--- BEGIN Listed entries ---
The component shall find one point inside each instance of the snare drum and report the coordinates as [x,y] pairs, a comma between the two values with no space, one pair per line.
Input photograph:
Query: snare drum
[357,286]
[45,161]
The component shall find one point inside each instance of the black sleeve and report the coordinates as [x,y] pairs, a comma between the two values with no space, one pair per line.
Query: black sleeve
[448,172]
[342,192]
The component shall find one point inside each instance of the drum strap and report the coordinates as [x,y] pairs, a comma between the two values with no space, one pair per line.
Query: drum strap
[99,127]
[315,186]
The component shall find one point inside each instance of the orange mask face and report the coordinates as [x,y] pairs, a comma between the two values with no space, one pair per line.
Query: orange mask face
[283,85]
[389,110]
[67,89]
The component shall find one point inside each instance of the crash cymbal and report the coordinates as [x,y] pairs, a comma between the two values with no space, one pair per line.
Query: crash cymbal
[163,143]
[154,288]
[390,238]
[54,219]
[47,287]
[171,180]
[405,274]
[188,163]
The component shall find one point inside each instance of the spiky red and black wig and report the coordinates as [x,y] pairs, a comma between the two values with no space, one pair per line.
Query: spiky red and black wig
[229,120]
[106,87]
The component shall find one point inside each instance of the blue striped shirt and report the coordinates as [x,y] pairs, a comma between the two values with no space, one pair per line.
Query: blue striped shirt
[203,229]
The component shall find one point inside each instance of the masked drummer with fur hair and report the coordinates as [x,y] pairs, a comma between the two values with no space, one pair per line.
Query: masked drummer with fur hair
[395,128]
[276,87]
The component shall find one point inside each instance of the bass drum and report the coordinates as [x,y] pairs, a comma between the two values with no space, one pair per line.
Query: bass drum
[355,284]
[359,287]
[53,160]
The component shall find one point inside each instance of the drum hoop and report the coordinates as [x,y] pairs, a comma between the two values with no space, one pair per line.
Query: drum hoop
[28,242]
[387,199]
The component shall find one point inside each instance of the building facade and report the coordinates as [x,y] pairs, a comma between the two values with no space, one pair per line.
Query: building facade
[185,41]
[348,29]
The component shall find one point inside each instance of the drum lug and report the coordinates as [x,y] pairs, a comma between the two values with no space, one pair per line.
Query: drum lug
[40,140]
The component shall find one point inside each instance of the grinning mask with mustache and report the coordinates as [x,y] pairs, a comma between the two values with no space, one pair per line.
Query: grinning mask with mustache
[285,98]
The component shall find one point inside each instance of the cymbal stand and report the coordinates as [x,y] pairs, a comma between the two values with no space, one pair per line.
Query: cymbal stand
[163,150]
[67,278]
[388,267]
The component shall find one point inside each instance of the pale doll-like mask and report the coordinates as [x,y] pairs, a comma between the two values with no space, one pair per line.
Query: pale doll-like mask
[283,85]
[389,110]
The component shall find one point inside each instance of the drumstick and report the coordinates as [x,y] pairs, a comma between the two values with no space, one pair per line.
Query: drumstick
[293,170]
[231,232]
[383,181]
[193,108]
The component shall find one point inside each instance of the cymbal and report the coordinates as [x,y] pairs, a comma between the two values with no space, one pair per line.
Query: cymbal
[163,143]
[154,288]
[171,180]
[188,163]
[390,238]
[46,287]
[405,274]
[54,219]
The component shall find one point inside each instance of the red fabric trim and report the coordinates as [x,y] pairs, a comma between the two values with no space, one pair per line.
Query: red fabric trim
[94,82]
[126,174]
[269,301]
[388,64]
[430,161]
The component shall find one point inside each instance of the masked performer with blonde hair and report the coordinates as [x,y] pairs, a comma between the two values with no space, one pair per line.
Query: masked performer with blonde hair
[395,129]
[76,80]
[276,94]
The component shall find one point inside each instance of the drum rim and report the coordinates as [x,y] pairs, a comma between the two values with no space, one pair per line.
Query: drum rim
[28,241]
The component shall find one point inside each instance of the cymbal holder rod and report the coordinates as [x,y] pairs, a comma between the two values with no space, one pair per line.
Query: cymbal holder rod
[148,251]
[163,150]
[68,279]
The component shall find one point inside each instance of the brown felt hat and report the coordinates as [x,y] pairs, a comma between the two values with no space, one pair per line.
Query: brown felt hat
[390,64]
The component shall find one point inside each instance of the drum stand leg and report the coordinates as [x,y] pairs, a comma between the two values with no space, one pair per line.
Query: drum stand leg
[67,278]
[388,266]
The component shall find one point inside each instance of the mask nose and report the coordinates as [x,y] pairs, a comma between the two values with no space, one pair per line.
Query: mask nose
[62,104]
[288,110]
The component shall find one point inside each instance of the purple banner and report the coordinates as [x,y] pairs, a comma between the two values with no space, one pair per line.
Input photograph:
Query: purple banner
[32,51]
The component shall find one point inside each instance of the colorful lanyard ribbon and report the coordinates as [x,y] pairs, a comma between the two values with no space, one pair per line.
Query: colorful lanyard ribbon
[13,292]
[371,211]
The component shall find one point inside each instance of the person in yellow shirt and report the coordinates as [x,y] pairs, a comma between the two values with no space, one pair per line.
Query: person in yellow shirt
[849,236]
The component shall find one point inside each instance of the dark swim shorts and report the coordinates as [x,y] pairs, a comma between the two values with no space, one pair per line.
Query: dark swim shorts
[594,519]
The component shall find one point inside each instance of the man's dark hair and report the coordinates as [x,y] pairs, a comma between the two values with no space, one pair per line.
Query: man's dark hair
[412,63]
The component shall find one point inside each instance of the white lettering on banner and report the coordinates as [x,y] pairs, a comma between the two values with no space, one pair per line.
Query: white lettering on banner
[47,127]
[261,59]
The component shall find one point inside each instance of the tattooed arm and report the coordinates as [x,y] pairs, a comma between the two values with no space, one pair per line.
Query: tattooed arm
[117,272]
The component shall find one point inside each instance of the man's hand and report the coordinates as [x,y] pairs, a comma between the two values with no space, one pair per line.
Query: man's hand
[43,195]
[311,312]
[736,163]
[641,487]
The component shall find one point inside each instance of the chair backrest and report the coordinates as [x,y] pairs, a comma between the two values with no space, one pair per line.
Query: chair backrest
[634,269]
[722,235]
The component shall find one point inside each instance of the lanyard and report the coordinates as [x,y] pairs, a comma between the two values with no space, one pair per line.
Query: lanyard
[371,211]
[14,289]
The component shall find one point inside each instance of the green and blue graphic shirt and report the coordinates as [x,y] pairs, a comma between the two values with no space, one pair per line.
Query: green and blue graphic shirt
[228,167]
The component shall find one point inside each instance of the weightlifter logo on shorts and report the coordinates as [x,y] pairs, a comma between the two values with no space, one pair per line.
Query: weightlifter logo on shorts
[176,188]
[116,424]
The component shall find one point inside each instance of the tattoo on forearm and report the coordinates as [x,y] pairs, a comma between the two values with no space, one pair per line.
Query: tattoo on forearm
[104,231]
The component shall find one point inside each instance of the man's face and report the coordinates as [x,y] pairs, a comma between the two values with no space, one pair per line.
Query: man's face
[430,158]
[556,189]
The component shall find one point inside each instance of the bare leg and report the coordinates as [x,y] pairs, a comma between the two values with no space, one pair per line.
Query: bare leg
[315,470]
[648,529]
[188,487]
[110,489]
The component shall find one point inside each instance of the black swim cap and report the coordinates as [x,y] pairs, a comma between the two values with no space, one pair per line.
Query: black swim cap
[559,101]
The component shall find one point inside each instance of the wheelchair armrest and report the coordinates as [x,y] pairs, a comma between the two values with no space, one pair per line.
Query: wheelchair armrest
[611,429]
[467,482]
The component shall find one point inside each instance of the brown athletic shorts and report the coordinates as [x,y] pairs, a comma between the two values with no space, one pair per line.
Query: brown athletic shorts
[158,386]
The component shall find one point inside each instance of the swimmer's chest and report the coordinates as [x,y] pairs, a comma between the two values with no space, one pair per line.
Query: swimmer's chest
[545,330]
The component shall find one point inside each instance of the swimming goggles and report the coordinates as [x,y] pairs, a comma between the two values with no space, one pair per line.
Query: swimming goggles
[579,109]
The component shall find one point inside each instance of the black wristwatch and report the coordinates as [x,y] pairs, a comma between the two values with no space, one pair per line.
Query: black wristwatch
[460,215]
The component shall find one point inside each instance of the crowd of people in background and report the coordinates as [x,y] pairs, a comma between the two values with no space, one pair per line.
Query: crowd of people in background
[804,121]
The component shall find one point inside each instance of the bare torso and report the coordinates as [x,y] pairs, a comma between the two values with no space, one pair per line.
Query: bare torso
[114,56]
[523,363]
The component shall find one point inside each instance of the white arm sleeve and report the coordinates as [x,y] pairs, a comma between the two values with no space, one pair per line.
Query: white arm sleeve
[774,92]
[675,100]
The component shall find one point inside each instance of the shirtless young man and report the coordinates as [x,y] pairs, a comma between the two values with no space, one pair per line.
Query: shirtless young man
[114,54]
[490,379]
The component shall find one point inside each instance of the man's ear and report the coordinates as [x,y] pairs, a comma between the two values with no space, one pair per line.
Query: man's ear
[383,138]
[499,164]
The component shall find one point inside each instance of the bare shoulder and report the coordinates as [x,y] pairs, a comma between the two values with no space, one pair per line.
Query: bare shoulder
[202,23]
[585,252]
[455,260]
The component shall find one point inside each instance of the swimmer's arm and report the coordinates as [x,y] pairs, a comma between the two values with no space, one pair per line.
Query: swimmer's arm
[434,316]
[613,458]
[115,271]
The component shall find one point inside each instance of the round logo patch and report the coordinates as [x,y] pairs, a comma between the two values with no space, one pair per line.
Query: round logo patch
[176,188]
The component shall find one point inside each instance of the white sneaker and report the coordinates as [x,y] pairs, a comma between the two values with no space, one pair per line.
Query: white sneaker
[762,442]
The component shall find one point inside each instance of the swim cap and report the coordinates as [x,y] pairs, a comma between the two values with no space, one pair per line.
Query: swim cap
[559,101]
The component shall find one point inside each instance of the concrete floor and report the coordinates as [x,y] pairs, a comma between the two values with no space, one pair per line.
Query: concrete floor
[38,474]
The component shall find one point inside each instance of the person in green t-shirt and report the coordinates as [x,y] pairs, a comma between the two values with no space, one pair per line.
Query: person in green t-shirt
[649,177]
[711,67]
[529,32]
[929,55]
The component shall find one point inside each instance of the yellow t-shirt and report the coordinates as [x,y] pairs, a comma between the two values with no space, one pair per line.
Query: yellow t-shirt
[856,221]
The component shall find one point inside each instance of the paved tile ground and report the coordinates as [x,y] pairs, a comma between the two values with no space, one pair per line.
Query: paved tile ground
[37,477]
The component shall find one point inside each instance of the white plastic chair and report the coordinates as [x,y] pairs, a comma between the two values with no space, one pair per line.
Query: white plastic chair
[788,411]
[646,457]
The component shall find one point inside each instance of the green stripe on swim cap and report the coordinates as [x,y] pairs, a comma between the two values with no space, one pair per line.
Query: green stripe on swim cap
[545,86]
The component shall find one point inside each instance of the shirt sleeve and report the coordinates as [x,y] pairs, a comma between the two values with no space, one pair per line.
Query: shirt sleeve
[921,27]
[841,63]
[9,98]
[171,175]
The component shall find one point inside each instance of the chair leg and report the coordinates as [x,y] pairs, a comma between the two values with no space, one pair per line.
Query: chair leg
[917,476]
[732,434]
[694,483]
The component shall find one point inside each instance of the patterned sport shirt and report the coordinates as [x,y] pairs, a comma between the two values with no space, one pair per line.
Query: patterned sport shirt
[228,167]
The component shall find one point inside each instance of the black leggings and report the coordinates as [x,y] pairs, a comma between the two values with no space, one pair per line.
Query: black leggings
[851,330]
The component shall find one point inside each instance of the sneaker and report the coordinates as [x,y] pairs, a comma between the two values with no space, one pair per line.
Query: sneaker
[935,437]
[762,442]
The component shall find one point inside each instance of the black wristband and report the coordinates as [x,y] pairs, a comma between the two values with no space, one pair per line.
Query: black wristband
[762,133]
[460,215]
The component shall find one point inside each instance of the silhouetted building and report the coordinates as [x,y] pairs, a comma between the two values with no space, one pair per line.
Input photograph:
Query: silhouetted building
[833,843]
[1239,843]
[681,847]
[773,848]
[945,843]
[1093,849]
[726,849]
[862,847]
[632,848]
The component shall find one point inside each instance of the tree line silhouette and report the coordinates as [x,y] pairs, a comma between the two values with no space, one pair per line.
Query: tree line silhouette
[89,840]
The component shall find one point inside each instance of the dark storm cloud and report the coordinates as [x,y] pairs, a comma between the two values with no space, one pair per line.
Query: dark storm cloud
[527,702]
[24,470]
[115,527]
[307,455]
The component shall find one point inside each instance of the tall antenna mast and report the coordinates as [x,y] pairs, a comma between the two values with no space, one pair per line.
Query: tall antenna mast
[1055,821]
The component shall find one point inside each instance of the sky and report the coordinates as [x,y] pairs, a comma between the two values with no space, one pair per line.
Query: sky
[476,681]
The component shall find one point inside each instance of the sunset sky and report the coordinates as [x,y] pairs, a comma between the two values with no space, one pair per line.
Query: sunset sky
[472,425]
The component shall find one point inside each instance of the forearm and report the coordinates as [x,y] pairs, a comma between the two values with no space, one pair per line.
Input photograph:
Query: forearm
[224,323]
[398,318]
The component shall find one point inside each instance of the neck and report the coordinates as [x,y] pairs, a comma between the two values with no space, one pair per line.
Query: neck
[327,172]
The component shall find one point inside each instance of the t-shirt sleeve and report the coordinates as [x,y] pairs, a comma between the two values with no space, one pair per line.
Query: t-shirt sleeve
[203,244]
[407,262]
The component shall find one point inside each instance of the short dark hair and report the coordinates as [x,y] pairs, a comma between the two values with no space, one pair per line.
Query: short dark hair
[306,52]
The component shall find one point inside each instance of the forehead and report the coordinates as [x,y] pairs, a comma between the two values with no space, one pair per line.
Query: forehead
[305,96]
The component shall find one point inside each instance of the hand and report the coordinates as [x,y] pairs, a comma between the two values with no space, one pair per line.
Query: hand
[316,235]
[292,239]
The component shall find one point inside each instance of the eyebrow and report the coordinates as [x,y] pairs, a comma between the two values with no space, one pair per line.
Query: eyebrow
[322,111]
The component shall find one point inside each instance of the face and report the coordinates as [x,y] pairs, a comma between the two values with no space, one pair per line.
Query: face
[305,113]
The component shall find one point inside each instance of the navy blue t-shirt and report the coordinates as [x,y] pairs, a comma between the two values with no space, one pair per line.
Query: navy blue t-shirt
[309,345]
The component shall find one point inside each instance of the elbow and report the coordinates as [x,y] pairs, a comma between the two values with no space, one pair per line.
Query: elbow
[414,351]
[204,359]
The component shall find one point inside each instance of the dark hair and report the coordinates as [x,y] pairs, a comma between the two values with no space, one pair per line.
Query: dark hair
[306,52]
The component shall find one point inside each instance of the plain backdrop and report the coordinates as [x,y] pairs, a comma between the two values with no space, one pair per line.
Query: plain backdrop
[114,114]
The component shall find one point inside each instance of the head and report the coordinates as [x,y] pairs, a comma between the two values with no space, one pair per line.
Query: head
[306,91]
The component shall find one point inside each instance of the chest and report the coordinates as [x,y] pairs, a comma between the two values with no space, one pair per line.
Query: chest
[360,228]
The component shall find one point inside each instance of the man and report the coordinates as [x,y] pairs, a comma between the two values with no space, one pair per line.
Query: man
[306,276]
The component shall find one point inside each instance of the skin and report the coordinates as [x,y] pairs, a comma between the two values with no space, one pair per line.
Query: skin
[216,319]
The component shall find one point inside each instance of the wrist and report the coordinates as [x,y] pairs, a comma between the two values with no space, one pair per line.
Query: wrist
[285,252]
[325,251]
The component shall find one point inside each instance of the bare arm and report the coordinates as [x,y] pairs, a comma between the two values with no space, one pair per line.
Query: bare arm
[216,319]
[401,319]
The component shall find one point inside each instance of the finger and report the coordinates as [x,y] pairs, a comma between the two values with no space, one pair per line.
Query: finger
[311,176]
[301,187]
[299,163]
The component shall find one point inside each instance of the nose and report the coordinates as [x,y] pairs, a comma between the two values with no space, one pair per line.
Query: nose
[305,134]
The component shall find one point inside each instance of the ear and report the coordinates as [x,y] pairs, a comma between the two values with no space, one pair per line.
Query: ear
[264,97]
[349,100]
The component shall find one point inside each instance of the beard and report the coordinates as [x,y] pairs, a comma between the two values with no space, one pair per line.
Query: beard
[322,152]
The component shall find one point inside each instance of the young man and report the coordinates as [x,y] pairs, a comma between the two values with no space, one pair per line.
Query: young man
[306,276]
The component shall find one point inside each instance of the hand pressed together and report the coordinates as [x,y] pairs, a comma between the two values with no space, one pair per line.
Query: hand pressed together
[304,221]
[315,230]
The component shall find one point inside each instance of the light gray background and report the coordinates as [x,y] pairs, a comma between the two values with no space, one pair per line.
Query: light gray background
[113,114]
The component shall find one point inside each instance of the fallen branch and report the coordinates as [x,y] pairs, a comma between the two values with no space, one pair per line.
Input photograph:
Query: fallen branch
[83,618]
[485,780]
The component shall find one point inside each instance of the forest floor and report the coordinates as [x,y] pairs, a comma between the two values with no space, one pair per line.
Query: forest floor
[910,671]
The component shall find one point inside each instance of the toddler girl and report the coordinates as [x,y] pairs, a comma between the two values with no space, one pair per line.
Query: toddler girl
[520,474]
--- END Listed entries ---
* _Exercise directions_: The required output is the span of lines from the one containing "of the finger" to the last line, reproduced character for character.

* _Solution to this exercise_:
The component shall find one point inside each instance of the finger and report the coordinates as [x,y] pairs, a comma between the two values with no space, one pair per line.
Query: finger
[311,176]
[301,187]
[299,163]
The component shall find one point inside each instance of the nose and report the coordinates as [x,y] pairs, a comma between the two values with no space, one pair per line.
Query: nose
[305,134]
The component shall find one point inside each instance of the ear and report the coordinates as [x,y] pairs, a comma between the two values with no space, one pair per line.
Query: ear
[264,97]
[349,100]
The component shall find one point inside each instance of the beard and report the coordinates as [x,y] pairs, a comma between the two values with no space, one pair per line.
Query: beard
[322,152]
The component shall find one point inside each instance of the young man and report the coordinates as [x,y] pairs, a comma between the two values with no space, one pair per line.
Query: young man
[306,276]
The component shall find one point inside each instance of the hand pressed together and report the coordinates as [x,y] pairs, a comma between the two values with no space, one pair per line.
Query: hand pressed together
[304,221]
[315,230]
The component shall find one point inside each instance of the light gray background and report the coordinates as [x,y] pairs, a comma between the two values with no space, one pair per line.
Query: light gray background
[113,114]
The component shall find one point inside each instance of the fallen branch and report the coordinates as [x,y] pairs, a comma between the two values with no space, one pair per line.
Input photograph:
Query: fallen branch
[83,618]
[485,780]
The component shall find one point inside each instance of the forest floor and report the coordinates as [x,y] pairs, a comma between the two values with no space, one pair per line.
Query: forest floor
[910,671]
The component shall find one point inside each instance of the toddler girl and report the coordinates as [x,y] pairs, a comma between the two values with no space, one pair per line.
Query: toddler girl
[520,474]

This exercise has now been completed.